::: Page excerpt :::
Japanese martial artist

Zenya Kunii (国井善弥, Kunii Zenya) was a Japanese martial artist. He was 18th soke of the Kashima Shin-ryū school. Known as the "Saint of the Sword" and the "Modern Miyamoto Musashi", he was held as one of the greatest traditional martial artists of the 20th century in Japan, as well as one of the most controversial figures in their community.

==Biography==
Born Michiyuki Kunii, he started training as a child in his family style, Kashima Shin-ryū, under his grandfather Shinsaku and father Eizo. He had his first real fighting experience at 16, when thieves broke into their family property in a time of famine. Two of the thieves turned out to be accomplished kenjutsuka and attacked him with their katanas, but the young Kunii responded in kind and cut them both down. Three years later, by Eizo's mediation, he expanded his knowledge by training Shinkage-ryū under Masanoshin Sasaki and Maniwa Nen-ryū under Kuniyasu Suhara.
:::
Questions on the material:
1/ Copy a part of the Zenya Kunii text word for word, starting at the words "Zenya Kunii (国井善弥, Kunii" and stopping after "in their community.".
2/ Continue the Zenya Kunii text after its last sentence.
The items after this point come from a different source than the text.
::: Information supplied :::
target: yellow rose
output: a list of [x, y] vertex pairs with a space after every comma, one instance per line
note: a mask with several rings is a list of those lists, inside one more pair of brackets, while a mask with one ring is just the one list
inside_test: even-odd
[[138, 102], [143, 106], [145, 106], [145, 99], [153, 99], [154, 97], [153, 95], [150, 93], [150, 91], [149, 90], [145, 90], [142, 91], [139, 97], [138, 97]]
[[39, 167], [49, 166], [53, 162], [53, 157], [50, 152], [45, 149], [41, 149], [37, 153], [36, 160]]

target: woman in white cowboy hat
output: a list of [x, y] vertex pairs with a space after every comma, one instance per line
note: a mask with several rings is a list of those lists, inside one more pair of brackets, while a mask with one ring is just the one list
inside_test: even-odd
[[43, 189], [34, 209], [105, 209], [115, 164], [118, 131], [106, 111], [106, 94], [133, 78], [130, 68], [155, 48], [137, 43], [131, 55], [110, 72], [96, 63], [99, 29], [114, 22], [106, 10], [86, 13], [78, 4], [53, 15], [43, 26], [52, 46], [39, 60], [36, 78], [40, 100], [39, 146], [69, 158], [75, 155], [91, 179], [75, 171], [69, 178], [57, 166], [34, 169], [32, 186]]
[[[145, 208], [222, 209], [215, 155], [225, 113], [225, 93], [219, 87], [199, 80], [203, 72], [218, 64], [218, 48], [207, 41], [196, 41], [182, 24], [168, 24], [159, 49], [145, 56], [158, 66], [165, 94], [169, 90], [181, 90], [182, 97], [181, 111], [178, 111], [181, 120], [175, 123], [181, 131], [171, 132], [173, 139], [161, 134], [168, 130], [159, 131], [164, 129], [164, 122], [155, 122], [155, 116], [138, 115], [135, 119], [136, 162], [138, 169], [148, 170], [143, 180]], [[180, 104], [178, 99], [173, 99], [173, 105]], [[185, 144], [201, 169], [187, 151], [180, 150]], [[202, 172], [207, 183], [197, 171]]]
:::
Results by task:
1/
Zenya Kunii (国井善弥, Kunii Zenya) was a Japanese martial artist. He was 18th soke of the Kashima Shin-ryū school. Known as the "Saint of the Sword" and the "Modern Miyamoto Musashi", he was held as one of the greatest traditional martial artists of the 20th century in Japan, as well as one of the most controversial figures in their community.

2/
With the outbreak of World War I, Kunii was drafted into the Imperial Japanese Army and appointed martial arts master at the Toyama military school in Toyama, Tokyo. After the war, he opened his own dojo in the Kita district. He put a street sign welcoming the practice of dojoyaburi, which he performed himself against other schools, and legend claims he never suffered a single loss, defeating over the years many kenjutsuka, judoka, karateka, wrestlers and practitioners of ninjutsu. In spite of this renown as a challenger, he came to be seen as a "heretic" in the Japanese martial arts community by his belligerence and quickness to criticize other styles.

According to a chronicle, during the 1920s Kunii interrupted an exhibition event featuring Japanese judoka and a French boxer, indignant that the Japanese failed to best the foreigner. He jumped on the ring and defeated the boxer himself with a single strike to the head. After the fight, a present French naval officer advanced on him while drawing a gun, so Kunii drew a knife in turn, preparing to die while hoping to take the Frenchman with him, but his opponent dropped the weapon and ran away.

In the early 1950s, Kunii engaged in a dispute against aikido. One of Aikikai's top shihan challenged Kunii, but when the day came, the aikidoka failed to appear. Fellow Aikikai member Kisaburo Osawa went personally to Kunii's house to negotiate a peaceful solution, which earned much respect from Kunii.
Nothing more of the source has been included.